EXTRACT ▸

▬▬▬▬▬▬

[J3] Draft interp on mathematical equivence

[Toon Moene]

On 8/11/24 15:16, Robert Corbett via J3 wrote:

> Note that if the mathematical equivalence rule were required to preserve the semantics of exceptional values,  common optimizations such as replacing
> 
>        (0.0*X)
> 
> and
> 
>         (X - X)
> 
> with the value
> 
>        REAL(0.0, KIND(X))
> 
> would not be permitted.  I know of Fortran implementations that prohibit such optimizations when certain compiler options are specified.
> 
> Bob Corbett

The GNU compilers work the other way around. You, the user, have to 
specify if certain optimizations are allowed based on the properties 
THAT YOU TRUST of the program TO HAVE.

Take this simple example of the problem at hand:

$ cat complex.f90
complex function p(c, r)
complex, intent(in) :: c
real, intent(in)    :: r
p = c * r
end

If you compile this just with

$ gfortran -S complex.f90

you'll get code that has four multiplications and an add and subtract, 
for six floating point operations.

▬▬▬▬▬▬

EXTRACTED ENTRIES ▸
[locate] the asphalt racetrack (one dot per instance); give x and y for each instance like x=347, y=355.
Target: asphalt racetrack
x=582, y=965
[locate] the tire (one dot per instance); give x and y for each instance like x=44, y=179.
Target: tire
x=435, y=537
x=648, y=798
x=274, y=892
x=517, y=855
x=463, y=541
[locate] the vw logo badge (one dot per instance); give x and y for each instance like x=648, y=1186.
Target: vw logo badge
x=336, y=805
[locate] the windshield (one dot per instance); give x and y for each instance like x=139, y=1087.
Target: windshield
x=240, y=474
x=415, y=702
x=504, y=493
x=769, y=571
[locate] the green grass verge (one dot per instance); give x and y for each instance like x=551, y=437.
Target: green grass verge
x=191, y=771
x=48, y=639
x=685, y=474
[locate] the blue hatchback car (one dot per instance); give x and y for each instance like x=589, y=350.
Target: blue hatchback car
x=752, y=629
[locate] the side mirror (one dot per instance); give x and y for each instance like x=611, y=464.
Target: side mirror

▬▬▬▬▬▬

REQUIRED TASK 1 ▸ Rewrite the part of the post that begins at the words "If you compile" and stops after "floating point operations.", putting "flang" in place of "gfortran".
REQUIRED TASK 2 ▸ Say whether each statement agrees with the post, answering yes or no and quoting the words that decide it: (a) With the GNU compilers, the user must specify whether certain optimizations are allowed. (b) Compiling complex.f90 with gfortran -S gives code with three multiplications. (c) In the function p, the argument r is declared complex.
Work from the post alone.

CORRECT RESPONSE 1 ▸
If you compile this just with

$ flang -S complex.f90

you'll get code that has four multiplications and an add and subtract, 
for six floating point operations.

CORRECT RESPONSE 2 ▸
(a) Yes: "You, the user, have to specify if certain optimizations are allowed"
(b) No: "four multiplications and an add and subtract"
(c) No: "real, intent(in)"